Happy Anniversary, Mom and Dad!

Today would have been my mom and dad’s 66th wedding anniversary. Two years ago, when I mentioned the date, Mom was surprised when I said they would have been married 64 years. Last year and this year the date went by without me mentioning it, and without her realizing it. Dates and phone numbers seem to stick in my head. We always celebrated their anniversary at Thanksgiving every year. There won’t be any celebration this year, but I can at least remember for her.



This picture is a wood burning of my mom and dad’s wedding picture. When my daughter, Stacey, was in the Army stationed in Korea, she had it made for Mom and sent it to her for Christmas. Ever since, it's hung over the mantle of the fireplace my dad built in Mom's living room.

Happy Anniversary, Mom and Dad!

Since Thanksgiving I’m finding myself reminiscing more than I’d like to. I treasured the holidays when family used to gather together and I miss those times terribly. It seems since Dad died this family fell apart. Without Dad around, this family hasn’t been any fun and since Mom has had Alzheimer’s there’s no ‘family’ at all. Not in the real sense of the word anyway.

# [YOUR TASKS]
A. Answer these questions from the anniversary post, one answer per line:
(i) Which wedding anniversary would today have been for the parents?
(ii) Where was Stacey stationed when she had the wood burning made?
(iii) At what holiday was the parents' anniversary always celebrated?
B. Pick up the anniversary post after its final sentence and write the next paragraph in the same voice.

[Saved entries]
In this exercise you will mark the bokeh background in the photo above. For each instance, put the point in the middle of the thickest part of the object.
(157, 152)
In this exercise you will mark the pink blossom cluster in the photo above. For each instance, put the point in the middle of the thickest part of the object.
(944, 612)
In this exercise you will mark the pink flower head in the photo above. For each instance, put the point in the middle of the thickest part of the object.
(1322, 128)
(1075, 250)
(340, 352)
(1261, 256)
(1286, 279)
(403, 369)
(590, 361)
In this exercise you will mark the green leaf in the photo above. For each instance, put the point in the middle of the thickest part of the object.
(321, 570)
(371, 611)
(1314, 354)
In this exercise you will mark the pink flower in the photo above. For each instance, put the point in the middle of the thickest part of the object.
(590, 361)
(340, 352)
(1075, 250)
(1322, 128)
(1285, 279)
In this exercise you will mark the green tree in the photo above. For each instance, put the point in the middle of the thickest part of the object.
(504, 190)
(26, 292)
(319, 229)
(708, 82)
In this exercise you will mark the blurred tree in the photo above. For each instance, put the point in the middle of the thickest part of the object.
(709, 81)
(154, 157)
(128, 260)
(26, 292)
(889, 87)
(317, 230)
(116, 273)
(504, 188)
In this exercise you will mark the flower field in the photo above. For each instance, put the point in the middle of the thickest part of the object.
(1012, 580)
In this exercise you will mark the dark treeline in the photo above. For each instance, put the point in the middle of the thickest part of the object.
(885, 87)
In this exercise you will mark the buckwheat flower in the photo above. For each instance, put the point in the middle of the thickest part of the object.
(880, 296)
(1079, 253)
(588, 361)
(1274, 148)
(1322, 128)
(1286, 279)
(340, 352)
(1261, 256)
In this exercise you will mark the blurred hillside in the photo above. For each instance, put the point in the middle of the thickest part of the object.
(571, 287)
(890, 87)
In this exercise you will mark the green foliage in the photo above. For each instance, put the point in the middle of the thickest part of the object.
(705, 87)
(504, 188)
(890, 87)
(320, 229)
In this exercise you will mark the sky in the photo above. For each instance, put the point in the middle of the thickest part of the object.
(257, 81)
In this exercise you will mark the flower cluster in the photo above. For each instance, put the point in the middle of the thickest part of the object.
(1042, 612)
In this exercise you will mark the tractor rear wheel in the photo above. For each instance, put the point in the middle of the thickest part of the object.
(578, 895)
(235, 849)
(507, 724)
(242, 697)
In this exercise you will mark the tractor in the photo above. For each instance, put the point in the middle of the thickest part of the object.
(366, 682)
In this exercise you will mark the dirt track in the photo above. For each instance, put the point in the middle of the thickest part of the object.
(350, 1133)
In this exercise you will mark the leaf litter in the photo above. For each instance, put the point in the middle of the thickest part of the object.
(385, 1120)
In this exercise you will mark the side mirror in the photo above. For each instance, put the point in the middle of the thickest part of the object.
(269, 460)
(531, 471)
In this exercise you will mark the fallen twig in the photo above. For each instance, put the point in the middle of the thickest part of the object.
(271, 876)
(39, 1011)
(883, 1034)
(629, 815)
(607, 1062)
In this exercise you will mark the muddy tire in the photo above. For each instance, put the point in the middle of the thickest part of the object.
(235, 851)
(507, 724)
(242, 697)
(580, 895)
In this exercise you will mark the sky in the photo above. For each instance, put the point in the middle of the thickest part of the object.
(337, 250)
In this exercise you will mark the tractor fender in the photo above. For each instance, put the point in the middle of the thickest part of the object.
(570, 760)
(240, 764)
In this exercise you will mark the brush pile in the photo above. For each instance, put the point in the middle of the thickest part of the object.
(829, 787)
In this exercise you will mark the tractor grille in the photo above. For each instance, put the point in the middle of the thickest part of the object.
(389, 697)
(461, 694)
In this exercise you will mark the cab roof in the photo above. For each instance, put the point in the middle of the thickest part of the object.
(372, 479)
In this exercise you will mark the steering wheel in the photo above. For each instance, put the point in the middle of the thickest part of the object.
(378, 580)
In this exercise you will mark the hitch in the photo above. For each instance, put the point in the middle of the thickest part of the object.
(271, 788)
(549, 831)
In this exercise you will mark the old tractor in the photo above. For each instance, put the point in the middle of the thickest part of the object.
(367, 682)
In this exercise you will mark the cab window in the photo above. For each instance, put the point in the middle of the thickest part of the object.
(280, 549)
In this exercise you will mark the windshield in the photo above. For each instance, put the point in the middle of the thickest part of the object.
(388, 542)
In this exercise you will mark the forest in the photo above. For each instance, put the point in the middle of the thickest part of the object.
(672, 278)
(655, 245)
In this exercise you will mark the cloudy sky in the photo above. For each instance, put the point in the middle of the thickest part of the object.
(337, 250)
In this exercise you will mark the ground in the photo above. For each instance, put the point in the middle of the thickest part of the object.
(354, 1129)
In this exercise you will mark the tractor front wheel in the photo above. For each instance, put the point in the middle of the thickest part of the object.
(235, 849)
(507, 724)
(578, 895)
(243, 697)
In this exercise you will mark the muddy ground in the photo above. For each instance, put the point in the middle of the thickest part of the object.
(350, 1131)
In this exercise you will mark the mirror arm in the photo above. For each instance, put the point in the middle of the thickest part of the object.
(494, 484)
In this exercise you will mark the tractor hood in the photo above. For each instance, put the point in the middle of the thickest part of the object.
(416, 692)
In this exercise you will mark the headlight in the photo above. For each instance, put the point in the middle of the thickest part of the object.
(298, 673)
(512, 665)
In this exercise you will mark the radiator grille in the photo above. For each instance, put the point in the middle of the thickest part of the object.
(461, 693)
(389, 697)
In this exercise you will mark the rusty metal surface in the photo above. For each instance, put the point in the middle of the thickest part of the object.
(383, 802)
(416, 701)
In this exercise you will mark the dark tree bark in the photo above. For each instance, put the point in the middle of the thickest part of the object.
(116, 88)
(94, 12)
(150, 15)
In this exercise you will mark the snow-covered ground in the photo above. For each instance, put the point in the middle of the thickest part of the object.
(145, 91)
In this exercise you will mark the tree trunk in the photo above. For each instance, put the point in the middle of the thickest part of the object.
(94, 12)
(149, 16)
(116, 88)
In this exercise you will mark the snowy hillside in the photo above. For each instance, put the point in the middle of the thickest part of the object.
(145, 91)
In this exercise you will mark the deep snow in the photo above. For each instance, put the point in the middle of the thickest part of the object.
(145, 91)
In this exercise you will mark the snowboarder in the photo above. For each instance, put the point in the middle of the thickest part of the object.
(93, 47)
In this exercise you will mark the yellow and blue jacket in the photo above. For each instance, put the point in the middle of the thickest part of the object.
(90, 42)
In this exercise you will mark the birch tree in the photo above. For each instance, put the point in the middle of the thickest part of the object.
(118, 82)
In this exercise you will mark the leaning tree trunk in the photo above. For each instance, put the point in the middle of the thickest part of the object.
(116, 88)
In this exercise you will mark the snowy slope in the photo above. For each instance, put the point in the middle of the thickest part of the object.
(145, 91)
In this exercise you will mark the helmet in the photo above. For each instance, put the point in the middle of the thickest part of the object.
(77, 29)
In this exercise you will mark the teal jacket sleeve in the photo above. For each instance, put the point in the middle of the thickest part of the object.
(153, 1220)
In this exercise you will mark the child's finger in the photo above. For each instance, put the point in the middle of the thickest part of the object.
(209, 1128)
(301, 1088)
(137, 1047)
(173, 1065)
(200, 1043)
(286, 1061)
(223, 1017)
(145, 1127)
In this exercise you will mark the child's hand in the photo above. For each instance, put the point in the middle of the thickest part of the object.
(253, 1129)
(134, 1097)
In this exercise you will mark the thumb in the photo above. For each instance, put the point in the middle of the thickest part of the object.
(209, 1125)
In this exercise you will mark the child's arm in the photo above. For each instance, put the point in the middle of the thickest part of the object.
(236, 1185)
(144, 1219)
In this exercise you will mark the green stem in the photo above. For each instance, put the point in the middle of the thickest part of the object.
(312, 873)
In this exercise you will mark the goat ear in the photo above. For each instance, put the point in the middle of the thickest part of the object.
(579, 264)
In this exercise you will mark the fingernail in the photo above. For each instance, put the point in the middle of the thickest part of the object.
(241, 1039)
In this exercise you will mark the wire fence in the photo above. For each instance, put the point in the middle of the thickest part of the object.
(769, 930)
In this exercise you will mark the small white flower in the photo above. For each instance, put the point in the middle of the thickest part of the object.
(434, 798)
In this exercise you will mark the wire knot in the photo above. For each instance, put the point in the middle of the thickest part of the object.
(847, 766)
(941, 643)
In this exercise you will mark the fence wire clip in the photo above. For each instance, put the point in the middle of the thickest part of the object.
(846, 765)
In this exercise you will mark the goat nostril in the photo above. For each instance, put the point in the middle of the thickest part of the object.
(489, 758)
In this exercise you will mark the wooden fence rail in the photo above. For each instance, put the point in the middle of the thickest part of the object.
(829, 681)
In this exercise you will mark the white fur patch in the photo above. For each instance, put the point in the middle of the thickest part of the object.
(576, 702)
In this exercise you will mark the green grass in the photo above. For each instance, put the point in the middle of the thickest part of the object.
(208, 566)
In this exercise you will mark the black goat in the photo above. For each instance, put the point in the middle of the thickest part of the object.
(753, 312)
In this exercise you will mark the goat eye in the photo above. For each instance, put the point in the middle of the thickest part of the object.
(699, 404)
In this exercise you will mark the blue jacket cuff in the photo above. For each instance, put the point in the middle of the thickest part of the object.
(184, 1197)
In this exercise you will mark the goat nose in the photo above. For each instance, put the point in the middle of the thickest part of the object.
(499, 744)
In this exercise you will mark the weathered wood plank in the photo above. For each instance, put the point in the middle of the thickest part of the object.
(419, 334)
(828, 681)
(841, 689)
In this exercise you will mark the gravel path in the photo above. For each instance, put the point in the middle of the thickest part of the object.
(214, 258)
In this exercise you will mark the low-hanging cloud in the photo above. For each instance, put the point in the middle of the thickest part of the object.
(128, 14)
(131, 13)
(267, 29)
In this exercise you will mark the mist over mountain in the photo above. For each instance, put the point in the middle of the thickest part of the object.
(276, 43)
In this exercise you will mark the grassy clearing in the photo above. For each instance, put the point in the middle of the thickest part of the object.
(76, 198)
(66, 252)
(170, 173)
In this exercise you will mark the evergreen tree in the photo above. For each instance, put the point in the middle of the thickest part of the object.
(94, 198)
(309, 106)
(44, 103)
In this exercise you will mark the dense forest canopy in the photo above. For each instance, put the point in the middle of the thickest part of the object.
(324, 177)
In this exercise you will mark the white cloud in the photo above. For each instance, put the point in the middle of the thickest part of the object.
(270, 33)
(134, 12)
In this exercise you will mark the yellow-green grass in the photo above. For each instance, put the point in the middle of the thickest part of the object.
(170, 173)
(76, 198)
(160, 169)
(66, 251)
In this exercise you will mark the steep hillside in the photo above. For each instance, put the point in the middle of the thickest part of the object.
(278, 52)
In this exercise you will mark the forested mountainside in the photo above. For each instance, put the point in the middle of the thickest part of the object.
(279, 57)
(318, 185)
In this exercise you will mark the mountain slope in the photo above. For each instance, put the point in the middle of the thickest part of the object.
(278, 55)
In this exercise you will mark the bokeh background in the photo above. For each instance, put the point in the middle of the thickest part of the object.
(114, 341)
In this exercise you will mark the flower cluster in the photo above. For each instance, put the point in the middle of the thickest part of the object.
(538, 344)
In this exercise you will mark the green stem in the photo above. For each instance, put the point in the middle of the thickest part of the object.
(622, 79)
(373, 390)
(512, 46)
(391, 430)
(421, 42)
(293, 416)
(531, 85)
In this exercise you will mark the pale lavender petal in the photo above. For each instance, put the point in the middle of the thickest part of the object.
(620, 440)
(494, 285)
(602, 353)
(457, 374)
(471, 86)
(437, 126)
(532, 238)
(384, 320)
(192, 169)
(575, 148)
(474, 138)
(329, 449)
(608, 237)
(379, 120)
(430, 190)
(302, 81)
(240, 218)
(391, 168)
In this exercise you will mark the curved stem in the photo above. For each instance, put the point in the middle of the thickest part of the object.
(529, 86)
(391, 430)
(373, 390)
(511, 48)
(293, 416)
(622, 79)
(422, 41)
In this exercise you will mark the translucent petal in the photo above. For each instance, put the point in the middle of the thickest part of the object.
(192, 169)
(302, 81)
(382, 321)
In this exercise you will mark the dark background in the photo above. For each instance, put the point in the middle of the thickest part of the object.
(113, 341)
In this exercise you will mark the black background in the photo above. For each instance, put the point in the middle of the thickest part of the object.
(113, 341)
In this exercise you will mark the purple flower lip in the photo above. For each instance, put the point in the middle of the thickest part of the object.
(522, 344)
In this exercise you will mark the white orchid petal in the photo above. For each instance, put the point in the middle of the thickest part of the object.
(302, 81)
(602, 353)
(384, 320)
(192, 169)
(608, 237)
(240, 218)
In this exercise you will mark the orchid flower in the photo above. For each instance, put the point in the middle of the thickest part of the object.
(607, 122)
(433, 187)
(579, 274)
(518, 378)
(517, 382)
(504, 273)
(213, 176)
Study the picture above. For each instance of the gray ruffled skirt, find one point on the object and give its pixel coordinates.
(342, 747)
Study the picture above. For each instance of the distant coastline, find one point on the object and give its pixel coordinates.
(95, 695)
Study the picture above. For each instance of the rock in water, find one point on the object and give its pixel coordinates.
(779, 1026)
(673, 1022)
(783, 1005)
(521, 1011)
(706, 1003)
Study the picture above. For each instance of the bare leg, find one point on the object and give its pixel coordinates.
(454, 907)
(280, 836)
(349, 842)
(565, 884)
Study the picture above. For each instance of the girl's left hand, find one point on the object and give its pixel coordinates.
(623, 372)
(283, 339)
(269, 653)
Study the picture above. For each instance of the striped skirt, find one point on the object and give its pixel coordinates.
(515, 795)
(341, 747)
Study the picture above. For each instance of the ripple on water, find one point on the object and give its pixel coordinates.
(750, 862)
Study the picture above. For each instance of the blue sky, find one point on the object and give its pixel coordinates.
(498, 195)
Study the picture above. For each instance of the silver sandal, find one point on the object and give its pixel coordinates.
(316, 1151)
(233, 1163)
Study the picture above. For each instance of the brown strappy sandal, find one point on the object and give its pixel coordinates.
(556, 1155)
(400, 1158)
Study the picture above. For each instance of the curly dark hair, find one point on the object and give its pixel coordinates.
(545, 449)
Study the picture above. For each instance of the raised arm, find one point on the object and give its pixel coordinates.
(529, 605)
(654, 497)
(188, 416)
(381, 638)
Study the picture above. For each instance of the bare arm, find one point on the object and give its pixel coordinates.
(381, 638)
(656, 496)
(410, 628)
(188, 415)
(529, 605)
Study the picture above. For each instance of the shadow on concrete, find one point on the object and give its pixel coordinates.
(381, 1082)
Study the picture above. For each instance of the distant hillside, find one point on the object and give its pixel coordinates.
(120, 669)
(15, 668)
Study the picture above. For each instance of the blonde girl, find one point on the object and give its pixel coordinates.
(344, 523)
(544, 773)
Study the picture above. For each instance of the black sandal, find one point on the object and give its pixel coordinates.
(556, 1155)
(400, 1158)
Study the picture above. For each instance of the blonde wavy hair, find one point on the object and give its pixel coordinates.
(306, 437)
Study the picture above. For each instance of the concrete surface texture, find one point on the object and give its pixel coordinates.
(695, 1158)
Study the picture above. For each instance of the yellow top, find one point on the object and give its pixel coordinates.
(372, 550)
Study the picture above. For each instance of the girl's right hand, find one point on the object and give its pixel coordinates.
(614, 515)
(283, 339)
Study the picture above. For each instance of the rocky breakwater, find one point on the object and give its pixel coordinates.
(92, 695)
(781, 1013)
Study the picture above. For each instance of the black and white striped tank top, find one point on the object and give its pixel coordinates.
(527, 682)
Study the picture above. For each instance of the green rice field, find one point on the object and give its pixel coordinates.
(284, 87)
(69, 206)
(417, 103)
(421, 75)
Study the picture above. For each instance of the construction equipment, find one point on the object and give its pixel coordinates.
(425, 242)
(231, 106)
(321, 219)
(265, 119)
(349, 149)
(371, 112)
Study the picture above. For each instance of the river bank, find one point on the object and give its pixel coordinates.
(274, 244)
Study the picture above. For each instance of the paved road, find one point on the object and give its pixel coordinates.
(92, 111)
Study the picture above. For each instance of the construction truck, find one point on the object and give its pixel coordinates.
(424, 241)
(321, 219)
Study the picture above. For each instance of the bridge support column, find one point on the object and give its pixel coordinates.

# [ANSWERS PROVIDED]
A.
(i) Their 66th.
(ii) In Korea, with the Army.
(iii) At Thanksgiving.

B.
Family used to talk to each other and invite each other to their homes. That hasn’t happened, at least for me, since my dad died. I guess when Dad died, in the eyes of my brothers and nieces and nephew, I died too. No one had to bother with me, unless my mom pitched a fit because I was left out. It got to the point that I told her not to bother because I felt if they 'had to be told' to invite me, they didn't want me around. They made that perfectly clear over the years. The only person who seemed to care what was going on in my life was my mother (other than my daughters, Angel and Stacey, and my Uncle Joe). That used to bother me, a lot. But things have changed. Now...I couldn't care less.

Two years ago, I tried to plan a special Christmas for Mom. I invited both my brothers and told them to pass the invitation to all their family members to come home for Christmas. No one came except my daughters, their families, and Two Feather. Not even a call to say they weren't coming. All I got from the rest of the ‘so-called family’ was excuses, a hard time, and ridicule. For all intents and purposes, that is the last Christmas Mom remembers. That is, if you want to call a lot of prodding and picture showing to bring that memory back, remembering.

Normally, I put up the Christmas tree the day after Thanksgiving. It’s still neatly tucked away in the box in which it was packed in 2005 and is sitting in my mom’s basement. I’ll probably have Two Feather take my tree back to my house in the next week or so and have him toss it in the basement to be stored with all the other decorations I doubt I’ll bother with this year. I still haven’t pulled out Mom’s little tree that we used last year. Why bother. I used to love this time of year; now it’s just another day that will go by without Mom ‘really’ knowing what day it is.

Alzheimer’s is a cruel disease. It is taking Mom piece by piece and it is ripping me apart.

As much as I said I had so much to be thankful for at Thanksgiving, I’d just as soon pass on holidays from now on. I hate Alzheimer’s! I hate what it’s doing to my mom. And I hate what it’s doing to me.